**** Texto de estudo ****
Infelizmente há. Nós tínhamos um cálculo de que cerca de 60% das empresas que estavam ligadas à noite fechariam durante esta pandemia.
OS EMPRESÁRIOS DA NOITE E AS AUTARQUIAS
Para sempre?
Não conseguiram reabrir portas e ainda se vai dar o caso de outras tantas não conseguirem sobreviver, porque vai ser uma abertura muito lenta. Um regresso muito lento. No primeiro fim de semana houve realmente uma ‘revenge’ porque havia muita gente sedenta de voltar à noite, mas a partir daqui, quando as coisas começarem a normalizar, quando os espaços abrirem todos - que ainda não abriram -, não vai haver gente para todos. E temo que se o Governo não as apoiar muitas dessas empresas terão aquilo que se pode chamar uma morte na praia, porque infelizmente irão morrer depois de tanta espera e de conseguirem reabrir novamente.
O que falta fazer pela noite em Portugal?
Uma das últimas frases que vão marcar o mandato de Fernando Medina que agora termina, foi de facto ele ter reconhecido que as discotecas conseguem controlar a noite, no sentido de dar segurança à noite. E foi algo que me tocou bastante, porque tínhamos assistido a imagens terríveis em Santos e na Rua de S. Paulo no Cais do Sodré que obrigaram o presidente da câmara a assumir realmente a importância do papel das discotecas na noite. Porque a diversão noturna nunca vai deixar de existir, seja no meio da rua, seja em casa das pessoas, seja onde for, porque as as pessoas vão querer continuar a divertir-se porque trabalham durante o dia e à noite precisam de momentos de lazer, é a sua válvula de escape. E acho que o Governo deveria olhar para esta indústria com mais atenção e o poder local também. Nós estamos disponíveis, aliás já me disponibilizei ao novo presidente da câmara, Carlos Moedas, com quem tive a oportunidade de conversar durante a campanha eleitoral. Estamos disponíveis para criar novas ideias. Não foram só os empresários que perderam uma oportunidade de ouro de melhorar tudo isto, o próprio Governo, o poder local também perdeu uma oportunidade de ouro de voltar a reabrir a noite de uma forma muito mais regulamentada, de uma forma mais reabilitada e não o fez e foi pena. E depois aquela velha questão, tantas vezes falada, como é a questão da segurança. Nós tratamos dos nossos clientes dentro das discotecas, mas fora tem de ser sempre a polícia e as entidades competentes.
**** Dados fornecidos ****
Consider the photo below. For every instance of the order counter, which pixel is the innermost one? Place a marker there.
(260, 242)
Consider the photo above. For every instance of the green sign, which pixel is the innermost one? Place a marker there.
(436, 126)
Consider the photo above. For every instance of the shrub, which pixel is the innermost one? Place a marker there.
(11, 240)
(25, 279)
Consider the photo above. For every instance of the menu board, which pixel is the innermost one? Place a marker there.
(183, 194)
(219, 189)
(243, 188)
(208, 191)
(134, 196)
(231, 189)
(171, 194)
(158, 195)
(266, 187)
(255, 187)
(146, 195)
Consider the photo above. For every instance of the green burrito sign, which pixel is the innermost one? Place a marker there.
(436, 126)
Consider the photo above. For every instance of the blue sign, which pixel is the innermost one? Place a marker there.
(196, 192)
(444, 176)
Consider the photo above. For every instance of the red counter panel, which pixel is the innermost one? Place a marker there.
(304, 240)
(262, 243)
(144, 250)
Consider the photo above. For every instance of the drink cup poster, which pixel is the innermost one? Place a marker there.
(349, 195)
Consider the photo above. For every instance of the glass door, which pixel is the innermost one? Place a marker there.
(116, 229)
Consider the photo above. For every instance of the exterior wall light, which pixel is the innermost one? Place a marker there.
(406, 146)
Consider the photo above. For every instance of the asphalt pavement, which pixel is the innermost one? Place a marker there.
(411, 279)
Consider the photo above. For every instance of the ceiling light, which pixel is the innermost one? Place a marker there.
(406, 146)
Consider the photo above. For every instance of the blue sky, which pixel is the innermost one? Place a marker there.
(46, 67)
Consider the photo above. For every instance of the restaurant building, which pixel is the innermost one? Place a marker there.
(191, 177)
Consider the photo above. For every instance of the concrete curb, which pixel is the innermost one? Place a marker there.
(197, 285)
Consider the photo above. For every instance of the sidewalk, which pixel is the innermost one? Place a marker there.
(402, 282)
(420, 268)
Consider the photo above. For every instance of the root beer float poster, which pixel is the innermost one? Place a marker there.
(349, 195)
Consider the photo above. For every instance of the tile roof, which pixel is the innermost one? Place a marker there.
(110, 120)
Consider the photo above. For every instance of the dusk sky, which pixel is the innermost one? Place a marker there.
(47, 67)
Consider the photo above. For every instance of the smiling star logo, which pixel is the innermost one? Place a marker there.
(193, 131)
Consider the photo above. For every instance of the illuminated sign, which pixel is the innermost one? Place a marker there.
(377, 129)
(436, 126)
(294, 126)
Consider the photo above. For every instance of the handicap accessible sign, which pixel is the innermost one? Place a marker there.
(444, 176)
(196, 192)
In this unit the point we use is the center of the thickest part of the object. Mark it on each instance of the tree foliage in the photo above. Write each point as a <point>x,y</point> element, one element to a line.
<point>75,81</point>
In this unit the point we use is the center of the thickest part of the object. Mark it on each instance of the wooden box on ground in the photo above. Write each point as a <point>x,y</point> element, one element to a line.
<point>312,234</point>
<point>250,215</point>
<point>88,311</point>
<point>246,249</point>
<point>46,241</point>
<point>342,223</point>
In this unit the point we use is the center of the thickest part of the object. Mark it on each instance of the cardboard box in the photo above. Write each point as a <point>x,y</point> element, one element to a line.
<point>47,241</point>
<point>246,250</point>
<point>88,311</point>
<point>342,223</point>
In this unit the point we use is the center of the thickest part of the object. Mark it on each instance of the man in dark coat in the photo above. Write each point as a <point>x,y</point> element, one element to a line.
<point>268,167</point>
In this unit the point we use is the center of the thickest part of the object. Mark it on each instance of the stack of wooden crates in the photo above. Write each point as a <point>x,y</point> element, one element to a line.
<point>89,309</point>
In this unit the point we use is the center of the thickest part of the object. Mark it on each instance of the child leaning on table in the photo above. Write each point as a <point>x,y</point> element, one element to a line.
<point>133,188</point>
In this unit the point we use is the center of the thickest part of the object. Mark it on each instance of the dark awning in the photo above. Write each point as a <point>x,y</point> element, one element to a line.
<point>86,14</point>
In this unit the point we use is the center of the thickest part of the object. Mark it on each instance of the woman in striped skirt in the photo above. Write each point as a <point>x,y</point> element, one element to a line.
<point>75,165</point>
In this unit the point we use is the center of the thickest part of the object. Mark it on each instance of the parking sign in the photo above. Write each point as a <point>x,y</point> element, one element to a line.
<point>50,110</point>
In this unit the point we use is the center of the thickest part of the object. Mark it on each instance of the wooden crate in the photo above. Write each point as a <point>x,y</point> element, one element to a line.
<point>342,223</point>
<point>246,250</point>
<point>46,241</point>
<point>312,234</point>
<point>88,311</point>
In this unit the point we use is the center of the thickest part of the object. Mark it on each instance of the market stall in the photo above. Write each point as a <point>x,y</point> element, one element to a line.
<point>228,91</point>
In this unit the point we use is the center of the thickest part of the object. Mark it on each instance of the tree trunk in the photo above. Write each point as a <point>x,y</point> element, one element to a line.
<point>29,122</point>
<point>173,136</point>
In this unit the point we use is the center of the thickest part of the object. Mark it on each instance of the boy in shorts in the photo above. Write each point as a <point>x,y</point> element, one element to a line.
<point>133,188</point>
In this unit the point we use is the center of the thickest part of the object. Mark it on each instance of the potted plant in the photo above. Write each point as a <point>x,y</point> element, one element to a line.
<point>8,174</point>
****
Tarefas a realizar =
1/ Responde com base no texto sobre a vida noturna:
(a) Que percentagem das empresas ligadas à noite se calculava que fechariam durante a pandemia?
(b) Em que locais se assistiu a imagens terríveis que obrigaram o presidente da câmara a reconhecer o papel das discotecas?
(c) Com que novo presidente da câmara houve oportunidade de conversar durante a campanha eleitoral?
2/ Copia sem alterações o trecho do texto sobre a vida noturna que vai desde "OS EMPRESÁRIOS DA" até "noite em Portugal?".

Respostas por item =
1/
(a) Cerca de 60%.
(b) Em Santos e na Rua de S. Paulo, no Cais do Sodré.
(c) Carlos Moedas.

2/
OS EMPRESÁRIOS DA NOITE E AS AUTARQUIAS
Para sempre?
Não conseguiram reabrir portas e ainda se vai dar o caso de outras tantas não conseguirem sobreviver, porque vai ser uma abertura muito lenta. Um regresso muito lento. No primeiro fim de semana houve realmente uma ‘revenge’ porque havia muita gente sedenta de voltar à noite, mas a partir daqui, quando as coisas começarem a normalizar, quando os espaços abrirem todos - que ainda não abriram -, não vai haver gente para todos. E temo que se o Governo não as apoiar muitas dessas empresas terão aquilo que se pode chamar uma morte na praia, porque infelizmente irão morrer depois de tanta espera e de conseguirem reabrir novamente.
O que falta fazer pela noite em Portugal?